● **Problem details**: A word-for-word copy of the records that follow is needed, with every picture omitted.

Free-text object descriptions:
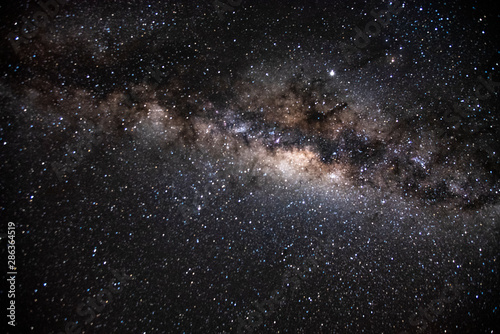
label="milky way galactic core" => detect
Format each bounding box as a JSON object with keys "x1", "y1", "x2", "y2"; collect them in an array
[{"x1": 1, "y1": 1, "x2": 499, "y2": 333}]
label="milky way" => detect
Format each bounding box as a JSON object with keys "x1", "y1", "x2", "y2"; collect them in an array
[{"x1": 1, "y1": 1, "x2": 499, "y2": 333}]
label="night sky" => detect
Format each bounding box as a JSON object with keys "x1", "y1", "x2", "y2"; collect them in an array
[{"x1": 1, "y1": 0, "x2": 499, "y2": 333}]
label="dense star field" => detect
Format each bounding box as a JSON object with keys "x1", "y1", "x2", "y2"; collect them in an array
[{"x1": 1, "y1": 0, "x2": 499, "y2": 333}]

● **Written answer**:
label="milky way galactic core" => detect
Format each bounding box as a JSON object with keys "x1", "y1", "x2", "y2"; collect them in an array
[{"x1": 1, "y1": 1, "x2": 499, "y2": 333}]
label="milky way" => detect
Format each bounding box as a JSON object with keys "x1", "y1", "x2", "y2"; collect them in an array
[{"x1": 1, "y1": 1, "x2": 499, "y2": 333}]
label="night sky" => detect
Format each bounding box as a JSON object with keys "x1", "y1", "x2", "y2"; collect them in an array
[{"x1": 1, "y1": 0, "x2": 499, "y2": 333}]
label="dense star field" => detect
Format each bounding box as a JSON object with keys "x1", "y1", "x2", "y2"; collect them in an array
[{"x1": 1, "y1": 0, "x2": 499, "y2": 333}]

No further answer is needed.